══ DATA PROVIDED ══

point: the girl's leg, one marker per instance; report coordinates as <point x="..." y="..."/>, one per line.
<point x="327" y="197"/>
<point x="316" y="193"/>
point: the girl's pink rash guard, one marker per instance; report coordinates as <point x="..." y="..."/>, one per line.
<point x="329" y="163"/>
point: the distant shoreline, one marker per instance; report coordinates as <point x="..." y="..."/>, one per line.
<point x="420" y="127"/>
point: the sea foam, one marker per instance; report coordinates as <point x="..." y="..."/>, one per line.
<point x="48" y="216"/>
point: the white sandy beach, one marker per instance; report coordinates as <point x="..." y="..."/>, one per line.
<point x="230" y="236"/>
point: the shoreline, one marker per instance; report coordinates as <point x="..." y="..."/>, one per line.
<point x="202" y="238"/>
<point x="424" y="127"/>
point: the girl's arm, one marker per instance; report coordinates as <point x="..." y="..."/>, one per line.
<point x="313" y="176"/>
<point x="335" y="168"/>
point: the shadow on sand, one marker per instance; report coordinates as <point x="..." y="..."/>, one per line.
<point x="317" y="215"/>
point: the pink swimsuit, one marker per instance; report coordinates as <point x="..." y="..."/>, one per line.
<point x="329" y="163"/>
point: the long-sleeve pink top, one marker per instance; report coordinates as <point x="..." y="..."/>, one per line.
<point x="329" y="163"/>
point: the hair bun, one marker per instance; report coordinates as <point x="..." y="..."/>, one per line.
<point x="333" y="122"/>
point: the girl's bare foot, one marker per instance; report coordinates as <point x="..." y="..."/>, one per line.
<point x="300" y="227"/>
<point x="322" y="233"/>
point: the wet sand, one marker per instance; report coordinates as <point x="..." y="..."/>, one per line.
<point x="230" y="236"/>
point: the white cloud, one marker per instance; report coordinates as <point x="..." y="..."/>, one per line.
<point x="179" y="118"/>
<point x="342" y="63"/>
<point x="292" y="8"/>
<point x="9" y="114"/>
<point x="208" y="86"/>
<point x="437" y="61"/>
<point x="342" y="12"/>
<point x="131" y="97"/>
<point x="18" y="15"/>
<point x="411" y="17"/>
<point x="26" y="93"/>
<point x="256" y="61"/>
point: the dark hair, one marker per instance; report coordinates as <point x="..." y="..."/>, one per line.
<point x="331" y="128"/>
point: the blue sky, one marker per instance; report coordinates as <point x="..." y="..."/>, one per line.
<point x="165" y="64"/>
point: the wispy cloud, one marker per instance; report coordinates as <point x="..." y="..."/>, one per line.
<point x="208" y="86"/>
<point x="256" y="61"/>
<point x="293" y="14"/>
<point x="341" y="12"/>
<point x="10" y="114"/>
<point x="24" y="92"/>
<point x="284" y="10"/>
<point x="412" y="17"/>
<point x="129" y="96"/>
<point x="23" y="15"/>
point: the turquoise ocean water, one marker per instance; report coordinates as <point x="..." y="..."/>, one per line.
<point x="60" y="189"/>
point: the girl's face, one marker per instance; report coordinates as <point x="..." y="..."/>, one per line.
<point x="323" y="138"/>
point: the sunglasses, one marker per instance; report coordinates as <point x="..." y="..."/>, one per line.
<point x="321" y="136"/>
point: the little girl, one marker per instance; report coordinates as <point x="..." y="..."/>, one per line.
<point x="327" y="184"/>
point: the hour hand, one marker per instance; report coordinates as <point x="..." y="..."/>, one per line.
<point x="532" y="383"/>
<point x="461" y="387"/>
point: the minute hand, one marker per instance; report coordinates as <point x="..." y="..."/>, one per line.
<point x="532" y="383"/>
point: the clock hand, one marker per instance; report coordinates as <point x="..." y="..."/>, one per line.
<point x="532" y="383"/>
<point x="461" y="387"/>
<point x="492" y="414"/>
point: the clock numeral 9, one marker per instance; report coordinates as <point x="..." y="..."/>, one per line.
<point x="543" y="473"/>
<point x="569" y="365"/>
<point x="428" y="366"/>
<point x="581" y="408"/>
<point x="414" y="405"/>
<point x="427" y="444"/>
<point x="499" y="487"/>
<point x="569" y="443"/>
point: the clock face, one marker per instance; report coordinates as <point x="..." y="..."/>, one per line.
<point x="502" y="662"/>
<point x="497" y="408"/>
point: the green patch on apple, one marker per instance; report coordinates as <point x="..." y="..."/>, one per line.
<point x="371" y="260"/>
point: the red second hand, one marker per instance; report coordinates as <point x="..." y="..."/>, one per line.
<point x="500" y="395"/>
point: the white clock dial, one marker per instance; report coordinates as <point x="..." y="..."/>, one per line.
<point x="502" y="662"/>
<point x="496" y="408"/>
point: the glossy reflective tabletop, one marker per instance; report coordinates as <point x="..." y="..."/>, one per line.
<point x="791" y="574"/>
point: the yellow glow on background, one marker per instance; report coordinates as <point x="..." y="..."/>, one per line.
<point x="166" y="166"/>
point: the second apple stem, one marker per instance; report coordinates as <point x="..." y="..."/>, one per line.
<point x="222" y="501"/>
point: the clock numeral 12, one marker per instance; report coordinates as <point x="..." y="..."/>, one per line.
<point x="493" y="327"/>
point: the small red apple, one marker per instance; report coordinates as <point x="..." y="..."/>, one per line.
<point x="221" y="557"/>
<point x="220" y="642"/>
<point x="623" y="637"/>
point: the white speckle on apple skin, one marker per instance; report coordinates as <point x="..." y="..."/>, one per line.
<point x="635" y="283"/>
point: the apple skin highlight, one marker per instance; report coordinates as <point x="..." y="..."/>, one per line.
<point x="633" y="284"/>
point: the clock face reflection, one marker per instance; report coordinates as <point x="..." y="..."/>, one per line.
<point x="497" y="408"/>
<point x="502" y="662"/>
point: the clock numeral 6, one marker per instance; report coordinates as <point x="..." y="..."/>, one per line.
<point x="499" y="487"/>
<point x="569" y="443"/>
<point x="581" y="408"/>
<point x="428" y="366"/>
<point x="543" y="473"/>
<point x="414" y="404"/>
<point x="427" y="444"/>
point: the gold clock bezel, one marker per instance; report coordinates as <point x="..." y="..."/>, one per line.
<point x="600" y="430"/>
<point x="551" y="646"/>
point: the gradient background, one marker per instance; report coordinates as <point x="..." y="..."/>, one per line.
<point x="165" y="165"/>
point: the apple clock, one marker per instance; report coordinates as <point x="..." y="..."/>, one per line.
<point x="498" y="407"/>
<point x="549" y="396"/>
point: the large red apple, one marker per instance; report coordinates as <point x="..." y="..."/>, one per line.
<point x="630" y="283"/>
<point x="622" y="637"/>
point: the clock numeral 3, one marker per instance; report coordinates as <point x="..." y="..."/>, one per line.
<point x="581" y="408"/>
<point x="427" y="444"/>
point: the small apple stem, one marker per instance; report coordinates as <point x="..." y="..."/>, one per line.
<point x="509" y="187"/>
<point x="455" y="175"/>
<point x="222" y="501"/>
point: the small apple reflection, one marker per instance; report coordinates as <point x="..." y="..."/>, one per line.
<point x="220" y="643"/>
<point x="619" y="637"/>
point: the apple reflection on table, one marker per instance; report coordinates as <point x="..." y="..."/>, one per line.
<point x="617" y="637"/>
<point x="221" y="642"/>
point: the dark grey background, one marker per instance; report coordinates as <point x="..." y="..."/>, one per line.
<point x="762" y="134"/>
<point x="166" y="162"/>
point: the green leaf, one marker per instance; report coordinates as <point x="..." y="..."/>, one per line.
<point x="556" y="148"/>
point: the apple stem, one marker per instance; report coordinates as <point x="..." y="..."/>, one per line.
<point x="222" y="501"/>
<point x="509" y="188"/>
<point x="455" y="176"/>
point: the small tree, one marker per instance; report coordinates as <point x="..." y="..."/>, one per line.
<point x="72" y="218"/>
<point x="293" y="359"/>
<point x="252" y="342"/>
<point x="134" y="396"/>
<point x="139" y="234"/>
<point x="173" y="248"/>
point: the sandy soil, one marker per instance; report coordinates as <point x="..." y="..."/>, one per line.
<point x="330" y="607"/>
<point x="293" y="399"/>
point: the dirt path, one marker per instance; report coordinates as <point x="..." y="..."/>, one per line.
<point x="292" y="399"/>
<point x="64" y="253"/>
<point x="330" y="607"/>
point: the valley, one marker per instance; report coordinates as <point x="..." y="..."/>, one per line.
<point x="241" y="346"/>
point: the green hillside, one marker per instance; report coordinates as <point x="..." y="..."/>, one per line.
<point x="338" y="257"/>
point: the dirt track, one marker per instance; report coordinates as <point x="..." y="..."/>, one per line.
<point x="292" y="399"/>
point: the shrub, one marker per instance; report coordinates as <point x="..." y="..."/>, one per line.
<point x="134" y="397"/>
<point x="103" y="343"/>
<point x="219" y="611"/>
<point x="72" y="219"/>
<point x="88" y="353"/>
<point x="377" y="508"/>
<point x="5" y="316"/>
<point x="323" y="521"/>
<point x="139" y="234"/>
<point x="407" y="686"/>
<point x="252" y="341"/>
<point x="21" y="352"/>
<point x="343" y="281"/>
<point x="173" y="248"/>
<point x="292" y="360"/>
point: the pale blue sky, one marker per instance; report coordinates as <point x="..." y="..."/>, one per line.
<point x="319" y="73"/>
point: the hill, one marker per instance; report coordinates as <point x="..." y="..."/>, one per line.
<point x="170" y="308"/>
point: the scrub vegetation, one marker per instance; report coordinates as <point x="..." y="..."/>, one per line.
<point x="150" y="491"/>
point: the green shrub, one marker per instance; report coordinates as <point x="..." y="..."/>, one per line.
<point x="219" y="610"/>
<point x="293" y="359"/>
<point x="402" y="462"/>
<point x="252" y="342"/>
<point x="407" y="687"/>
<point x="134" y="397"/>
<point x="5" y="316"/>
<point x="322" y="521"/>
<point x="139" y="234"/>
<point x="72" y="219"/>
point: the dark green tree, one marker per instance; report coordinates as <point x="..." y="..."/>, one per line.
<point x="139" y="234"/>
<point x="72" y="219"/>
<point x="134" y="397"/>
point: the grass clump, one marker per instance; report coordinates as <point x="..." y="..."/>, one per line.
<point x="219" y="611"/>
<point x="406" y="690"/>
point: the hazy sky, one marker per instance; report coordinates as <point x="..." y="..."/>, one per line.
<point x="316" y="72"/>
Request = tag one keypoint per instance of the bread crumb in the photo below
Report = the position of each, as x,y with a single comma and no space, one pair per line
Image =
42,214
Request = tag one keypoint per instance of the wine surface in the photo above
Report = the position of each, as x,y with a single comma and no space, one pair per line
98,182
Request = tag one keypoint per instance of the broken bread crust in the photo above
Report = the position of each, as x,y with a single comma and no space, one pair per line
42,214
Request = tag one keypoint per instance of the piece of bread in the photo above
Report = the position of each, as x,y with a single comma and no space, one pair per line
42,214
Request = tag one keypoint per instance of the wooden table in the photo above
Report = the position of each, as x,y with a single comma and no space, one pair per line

═══

__TASK DIRECTIONS__. From the data above, copy every line where "photo" appears.

__ANSWER SECTION__.
Request = tag one keypoint per instance of the bread crumb in the photo below
Request = tag one keypoint per instance of the wine surface in the photo above
Request = tag one keypoint per instance of the broken bread crust in the photo above
Request = tag one keypoint per instance of the piece of bread in the photo above
Request = tag one keypoint per instance of the wooden table in the photo above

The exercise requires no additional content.